Listed entries below:
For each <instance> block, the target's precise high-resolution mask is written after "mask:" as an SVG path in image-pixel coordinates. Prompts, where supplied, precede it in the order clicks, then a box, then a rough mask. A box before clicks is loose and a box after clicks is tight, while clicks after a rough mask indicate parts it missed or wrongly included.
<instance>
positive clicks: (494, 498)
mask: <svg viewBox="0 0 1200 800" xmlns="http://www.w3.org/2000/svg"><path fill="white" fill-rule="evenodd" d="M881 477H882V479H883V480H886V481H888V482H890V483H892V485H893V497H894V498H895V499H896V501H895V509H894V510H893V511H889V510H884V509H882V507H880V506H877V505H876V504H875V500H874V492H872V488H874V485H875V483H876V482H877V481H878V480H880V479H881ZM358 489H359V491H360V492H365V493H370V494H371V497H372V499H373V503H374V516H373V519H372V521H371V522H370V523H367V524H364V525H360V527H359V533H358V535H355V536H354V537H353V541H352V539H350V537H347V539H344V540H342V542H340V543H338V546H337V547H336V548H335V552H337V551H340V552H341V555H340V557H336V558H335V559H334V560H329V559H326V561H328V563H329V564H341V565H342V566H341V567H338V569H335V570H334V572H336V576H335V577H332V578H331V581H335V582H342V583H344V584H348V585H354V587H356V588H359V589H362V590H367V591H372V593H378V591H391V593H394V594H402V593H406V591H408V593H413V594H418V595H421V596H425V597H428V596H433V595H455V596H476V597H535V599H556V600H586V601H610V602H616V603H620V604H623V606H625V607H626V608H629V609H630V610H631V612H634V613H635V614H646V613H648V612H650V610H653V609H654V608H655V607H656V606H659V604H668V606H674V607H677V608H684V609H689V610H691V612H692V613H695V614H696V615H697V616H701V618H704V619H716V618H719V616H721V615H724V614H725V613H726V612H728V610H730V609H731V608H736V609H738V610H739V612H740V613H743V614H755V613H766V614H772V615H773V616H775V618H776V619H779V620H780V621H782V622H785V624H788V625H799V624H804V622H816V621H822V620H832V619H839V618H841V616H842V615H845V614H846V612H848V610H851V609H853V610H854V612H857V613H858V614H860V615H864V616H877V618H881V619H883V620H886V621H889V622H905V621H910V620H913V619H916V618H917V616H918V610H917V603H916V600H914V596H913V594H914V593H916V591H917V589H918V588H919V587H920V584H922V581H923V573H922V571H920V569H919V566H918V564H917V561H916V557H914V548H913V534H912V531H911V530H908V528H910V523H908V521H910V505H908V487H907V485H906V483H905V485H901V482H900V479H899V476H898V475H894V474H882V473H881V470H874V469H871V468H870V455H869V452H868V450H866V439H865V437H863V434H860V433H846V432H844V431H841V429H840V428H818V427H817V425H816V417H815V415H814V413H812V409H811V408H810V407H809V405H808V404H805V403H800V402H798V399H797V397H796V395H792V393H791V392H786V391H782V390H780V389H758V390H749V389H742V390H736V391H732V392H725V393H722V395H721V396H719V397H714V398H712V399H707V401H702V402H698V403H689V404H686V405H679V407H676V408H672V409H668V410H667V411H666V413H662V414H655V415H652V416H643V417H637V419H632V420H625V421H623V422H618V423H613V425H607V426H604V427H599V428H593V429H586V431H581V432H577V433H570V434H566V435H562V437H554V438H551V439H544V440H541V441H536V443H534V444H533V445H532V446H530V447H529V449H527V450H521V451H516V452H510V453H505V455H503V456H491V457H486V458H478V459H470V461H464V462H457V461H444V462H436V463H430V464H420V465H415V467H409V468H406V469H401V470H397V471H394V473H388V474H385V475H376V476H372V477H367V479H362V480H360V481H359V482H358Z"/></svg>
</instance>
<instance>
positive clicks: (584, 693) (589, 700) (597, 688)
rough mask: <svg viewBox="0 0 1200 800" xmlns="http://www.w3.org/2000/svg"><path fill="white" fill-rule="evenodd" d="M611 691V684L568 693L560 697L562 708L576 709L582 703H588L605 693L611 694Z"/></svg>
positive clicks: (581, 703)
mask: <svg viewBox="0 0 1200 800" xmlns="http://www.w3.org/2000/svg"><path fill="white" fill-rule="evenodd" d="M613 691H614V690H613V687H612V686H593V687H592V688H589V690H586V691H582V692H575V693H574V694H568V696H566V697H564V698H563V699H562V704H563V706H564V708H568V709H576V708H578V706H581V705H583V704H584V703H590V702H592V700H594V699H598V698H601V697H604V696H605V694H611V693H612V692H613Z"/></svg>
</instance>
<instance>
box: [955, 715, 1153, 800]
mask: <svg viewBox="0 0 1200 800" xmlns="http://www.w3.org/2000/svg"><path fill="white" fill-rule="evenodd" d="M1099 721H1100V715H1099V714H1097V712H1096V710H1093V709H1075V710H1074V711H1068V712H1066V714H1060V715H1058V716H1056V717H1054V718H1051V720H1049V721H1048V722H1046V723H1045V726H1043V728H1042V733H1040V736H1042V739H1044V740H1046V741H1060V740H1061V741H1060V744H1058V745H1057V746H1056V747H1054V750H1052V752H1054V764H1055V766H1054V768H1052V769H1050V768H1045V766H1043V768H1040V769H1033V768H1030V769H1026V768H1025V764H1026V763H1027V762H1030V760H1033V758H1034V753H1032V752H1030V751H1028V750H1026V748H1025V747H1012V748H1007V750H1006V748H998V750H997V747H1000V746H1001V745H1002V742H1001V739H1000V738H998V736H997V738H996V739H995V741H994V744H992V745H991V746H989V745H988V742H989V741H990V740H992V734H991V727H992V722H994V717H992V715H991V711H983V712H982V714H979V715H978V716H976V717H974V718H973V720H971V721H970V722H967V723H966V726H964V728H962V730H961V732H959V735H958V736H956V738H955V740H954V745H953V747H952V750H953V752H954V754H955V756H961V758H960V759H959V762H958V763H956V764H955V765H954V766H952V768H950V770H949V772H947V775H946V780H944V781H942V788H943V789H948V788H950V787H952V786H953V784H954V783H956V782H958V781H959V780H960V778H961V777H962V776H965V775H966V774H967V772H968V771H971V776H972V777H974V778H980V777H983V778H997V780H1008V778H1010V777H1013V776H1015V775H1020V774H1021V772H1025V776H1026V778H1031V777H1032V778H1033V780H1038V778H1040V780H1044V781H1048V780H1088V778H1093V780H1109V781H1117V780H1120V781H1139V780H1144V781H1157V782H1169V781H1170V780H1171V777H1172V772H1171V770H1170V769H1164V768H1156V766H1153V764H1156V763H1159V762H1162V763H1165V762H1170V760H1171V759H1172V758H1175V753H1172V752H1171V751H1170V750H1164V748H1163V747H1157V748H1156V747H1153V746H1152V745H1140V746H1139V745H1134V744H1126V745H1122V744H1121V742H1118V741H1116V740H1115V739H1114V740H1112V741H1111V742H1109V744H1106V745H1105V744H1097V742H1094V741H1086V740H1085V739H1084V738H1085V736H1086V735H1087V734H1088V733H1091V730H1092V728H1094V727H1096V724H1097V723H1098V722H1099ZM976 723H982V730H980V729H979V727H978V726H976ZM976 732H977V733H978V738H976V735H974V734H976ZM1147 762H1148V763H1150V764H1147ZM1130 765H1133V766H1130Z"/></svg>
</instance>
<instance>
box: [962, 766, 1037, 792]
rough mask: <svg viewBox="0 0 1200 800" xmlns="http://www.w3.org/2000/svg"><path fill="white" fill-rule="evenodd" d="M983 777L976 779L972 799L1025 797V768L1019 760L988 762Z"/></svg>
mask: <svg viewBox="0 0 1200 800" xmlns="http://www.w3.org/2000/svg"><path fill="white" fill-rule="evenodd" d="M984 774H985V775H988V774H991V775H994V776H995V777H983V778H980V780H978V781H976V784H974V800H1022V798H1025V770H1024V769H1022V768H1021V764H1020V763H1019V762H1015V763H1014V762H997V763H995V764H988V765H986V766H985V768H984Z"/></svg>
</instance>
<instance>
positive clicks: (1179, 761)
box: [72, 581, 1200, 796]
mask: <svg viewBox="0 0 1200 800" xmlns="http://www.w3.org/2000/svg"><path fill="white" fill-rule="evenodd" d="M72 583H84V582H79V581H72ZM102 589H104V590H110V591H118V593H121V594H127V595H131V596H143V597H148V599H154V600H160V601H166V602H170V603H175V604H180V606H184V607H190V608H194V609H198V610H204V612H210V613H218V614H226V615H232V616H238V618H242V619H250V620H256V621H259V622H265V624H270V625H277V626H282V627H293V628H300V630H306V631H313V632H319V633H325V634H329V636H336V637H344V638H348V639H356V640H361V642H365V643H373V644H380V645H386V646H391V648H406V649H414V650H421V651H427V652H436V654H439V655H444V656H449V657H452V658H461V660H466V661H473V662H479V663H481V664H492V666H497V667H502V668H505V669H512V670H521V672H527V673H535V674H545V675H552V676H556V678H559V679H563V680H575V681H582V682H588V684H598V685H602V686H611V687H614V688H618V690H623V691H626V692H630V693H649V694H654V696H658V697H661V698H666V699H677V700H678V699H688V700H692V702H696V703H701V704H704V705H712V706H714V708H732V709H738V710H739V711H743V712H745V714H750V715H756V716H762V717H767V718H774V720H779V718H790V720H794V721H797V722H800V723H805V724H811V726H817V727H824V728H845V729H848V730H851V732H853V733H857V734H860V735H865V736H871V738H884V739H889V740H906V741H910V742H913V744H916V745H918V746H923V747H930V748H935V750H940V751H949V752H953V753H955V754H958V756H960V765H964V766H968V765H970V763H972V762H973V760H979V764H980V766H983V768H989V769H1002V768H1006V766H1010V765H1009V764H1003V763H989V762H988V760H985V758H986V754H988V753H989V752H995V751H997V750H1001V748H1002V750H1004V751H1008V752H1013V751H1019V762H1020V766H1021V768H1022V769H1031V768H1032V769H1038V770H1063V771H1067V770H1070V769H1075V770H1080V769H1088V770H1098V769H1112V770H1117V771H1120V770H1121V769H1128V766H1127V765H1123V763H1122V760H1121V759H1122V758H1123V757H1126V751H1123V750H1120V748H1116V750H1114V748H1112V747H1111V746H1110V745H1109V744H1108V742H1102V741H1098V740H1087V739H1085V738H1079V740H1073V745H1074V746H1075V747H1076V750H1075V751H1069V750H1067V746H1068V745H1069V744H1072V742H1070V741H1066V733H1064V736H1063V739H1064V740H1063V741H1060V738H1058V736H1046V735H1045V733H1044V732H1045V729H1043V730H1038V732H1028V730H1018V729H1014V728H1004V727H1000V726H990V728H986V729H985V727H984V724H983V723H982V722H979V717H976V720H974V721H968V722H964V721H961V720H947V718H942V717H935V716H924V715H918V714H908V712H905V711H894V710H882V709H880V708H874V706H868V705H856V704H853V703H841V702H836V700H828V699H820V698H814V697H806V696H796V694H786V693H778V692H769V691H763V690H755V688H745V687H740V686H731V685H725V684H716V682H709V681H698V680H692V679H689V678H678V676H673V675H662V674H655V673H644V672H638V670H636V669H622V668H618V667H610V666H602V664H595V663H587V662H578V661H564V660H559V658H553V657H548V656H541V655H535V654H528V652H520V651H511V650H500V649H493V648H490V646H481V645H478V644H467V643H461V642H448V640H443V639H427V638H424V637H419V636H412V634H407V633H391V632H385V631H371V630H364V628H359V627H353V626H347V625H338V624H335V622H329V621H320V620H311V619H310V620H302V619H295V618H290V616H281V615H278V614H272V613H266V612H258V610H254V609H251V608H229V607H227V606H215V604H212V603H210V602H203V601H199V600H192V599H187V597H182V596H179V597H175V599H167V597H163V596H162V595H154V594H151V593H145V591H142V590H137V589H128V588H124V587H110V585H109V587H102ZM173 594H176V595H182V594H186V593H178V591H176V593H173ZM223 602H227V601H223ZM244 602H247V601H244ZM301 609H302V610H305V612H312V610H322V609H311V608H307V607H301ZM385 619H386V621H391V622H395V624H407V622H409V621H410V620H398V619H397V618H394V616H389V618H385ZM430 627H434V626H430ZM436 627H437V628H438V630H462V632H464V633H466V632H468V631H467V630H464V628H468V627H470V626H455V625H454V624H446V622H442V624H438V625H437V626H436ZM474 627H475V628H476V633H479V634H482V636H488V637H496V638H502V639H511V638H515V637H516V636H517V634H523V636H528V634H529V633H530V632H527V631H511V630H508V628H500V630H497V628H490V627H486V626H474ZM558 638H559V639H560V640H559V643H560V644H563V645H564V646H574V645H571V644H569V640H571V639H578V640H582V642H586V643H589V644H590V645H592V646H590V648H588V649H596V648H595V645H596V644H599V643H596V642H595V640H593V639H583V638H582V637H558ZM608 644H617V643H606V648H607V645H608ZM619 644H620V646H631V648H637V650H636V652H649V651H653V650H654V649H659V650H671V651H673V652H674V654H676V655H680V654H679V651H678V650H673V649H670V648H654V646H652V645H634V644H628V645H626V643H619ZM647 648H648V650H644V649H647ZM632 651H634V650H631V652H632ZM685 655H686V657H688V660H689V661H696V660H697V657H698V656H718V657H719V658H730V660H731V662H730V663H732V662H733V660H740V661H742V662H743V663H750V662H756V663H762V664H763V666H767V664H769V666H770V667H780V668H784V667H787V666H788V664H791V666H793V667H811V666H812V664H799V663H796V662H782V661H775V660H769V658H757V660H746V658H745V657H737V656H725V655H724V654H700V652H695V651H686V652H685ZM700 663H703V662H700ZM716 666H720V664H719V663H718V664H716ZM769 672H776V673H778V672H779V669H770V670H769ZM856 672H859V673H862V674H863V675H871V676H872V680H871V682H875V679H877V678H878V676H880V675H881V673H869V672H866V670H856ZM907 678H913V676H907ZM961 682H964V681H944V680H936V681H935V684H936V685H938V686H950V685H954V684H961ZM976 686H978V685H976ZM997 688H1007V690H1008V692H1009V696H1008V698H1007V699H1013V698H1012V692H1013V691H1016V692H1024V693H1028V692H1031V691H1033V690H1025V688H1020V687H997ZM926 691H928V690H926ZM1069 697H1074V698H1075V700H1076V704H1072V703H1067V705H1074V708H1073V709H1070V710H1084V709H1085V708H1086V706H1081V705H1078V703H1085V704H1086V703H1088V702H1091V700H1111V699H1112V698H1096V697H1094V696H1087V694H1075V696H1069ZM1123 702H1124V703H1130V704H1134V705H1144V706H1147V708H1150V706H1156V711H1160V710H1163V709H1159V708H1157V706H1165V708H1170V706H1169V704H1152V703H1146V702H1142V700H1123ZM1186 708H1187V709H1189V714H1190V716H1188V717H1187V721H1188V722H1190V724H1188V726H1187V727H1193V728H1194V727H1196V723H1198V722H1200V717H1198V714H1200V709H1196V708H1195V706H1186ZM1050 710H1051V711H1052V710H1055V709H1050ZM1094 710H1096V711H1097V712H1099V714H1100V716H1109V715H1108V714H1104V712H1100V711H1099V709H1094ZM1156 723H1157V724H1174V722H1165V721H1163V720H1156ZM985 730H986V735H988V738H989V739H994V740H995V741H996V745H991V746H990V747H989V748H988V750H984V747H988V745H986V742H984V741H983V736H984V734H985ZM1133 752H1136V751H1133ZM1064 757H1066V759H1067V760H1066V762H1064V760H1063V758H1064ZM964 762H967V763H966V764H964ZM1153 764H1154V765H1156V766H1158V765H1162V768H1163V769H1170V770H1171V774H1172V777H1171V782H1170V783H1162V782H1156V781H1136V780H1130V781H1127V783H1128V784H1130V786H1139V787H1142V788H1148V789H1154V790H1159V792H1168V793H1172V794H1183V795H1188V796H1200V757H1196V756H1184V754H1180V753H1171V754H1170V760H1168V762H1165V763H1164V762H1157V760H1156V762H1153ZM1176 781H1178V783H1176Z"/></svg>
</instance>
End of Listed entries.
(Task)
Please retype the items from the start through the line containing "positive clicks: (494, 498)", including both ends, with no changes.

(Answer below)
For each <instance> block, the target's precise high-resolution mask is written after "mask:" as an SVG path in image-pixel coordinates. Prompts, where supplied, precede it in the order clicks, then a box, then a rough mask. A box before clicks is loose and a box after clicks is tight, while clicks after a rough mask indicate parts it missed or wrongly included.
<instance>
positive clicks: (494, 498)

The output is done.